| Tugas yang diberikan A |
Tuliskan ulang bagian artikel tentang pemeriksaan BPK terhadap BGD dari "Bisnis.com, JAKARTA - Pada" sampai "optimal oleh BPK.", dan tukar "Pemerintah Provinsi Banten" dengan "Pemprov Banten".
| Tugas yang diberikan B |
Jawab pertanyaan berikut berdasarkan artikel tentang pemeriksaan BPK terhadap BGD.
(i) Berapa banyak BUMD yang diperiksa BPK pada semester II/2019?
(ii) Apa nama Bank Banten sebelum diakuisisi BGD?
(iii) Berapa dana yang disiapkan untuk akuisisi tersebut?
| Tugas yang diberikan C |
Tolong sebutkan semua singkatan yang disertai kepanjangannya dalam artikel tentang pemeriksaan BPK terhadap BGD.

Bisnis.com, JAKARTA - Pada semester II/2019, Badan Pemeriksa Keuangan (BPK) melakukan pemeriksaan atas kegiatan operasional pada enam badan usaha milik daerah (BUMD).
Salah satunya adalah kepada PT Banten Global Developmet (BGD), BUMD yang dimiliki oleh Pemerintah Provinsi Banten.
Dalam Ikhtisar Hasil Pemeriksaan Semester (IHPS) II Tahun 2019, BPK mencatat permasalahan utama yang dihadapi BGD adalah belum memiliki sistem dan prosedur yang jelas dan baku untuk melaksanakan pembinaan terhadap anak perusahaan, khususnya Bank Banten. Selain itu, SOP BGD juga dinyatakan belum berjalan optimal oleh BPK.
"PT BGD dalam memilih Bank Pundi sebagai target akuisisi tidak memperhatikan prinsip kehati-hatian sesuai SOP perusahaan dan peraturan perundang-undangan," demikian tertulis dalam laporan IHPS II Tahun 2019 BPK.
Sebagai informasi, Bank Banten merupakan bank pembangunan daerah Provinsi Banten, yang semula bernama Bank Pundi. Nama ini berubah seiring dengan proses akuisisi yang dilakukan BGD pada medio 2016. Dana yang disiapkan saat itu sekitar Rp800 miliar.

| Informasi yang ditampilkan |
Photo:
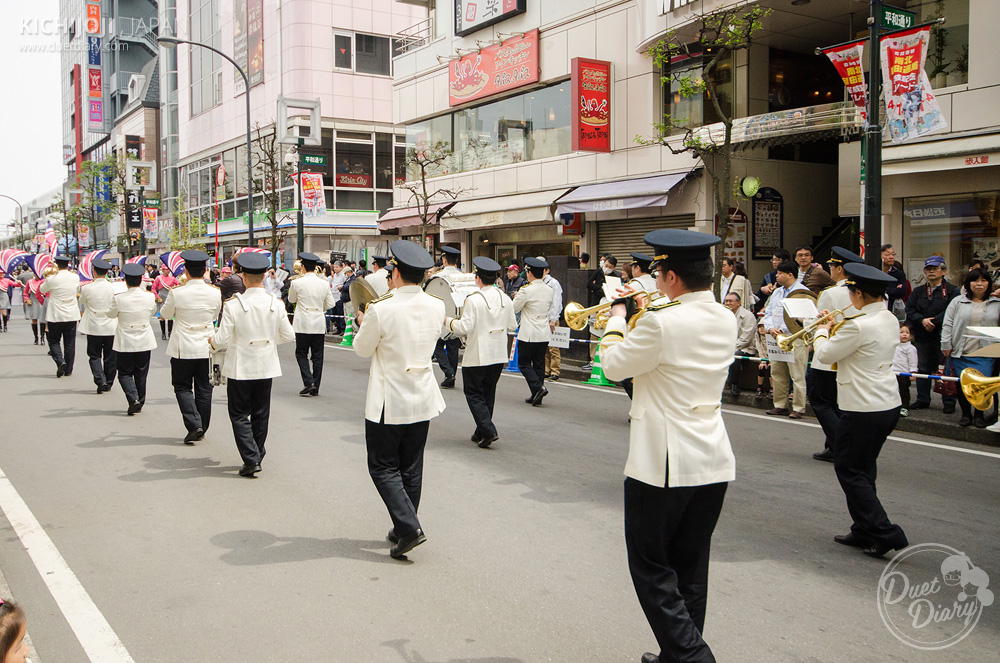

| Hasil A |
Bisnis.com, JAKARTA - Pada semester II/2019, Badan Pemeriksa Keuangan (BPK) melakukan pemeriksaan atas kegiatan operasional pada enam badan usaha milik daerah (BUMD).
Salah satunya adalah kepada PT Banten Global Developmet (BGD), BUMD yang dimiliki oleh Pemprov Banten.
Dalam Ikhtisar Hasil Pemeriksaan Semester (IHPS) II Tahun 2019, BPK mencatat permasalahan utama yang dihadapi BGD adalah belum memiliki sistem dan prosedur yang jelas dan baku untuk melaksanakan pembinaan terhadap anak perusahaan, khususnya Bank Banten. Selain itu, SOP BGD juga dinyatakan belum berjalan optimal oleh BPK.

| Hasil B |
(i) Enam BUMD.
(ii) Bank Pundi.
(iii) Sekitar Rp800 miliar.

| Hasil C |
- BPK: Badan Pemeriksa Keuangan
- BUMD: badan usaha milik daerah
- BGD: PT Banten Global Developmet
- IHPS: Ikhtisar Hasil Pemeriksaan Semester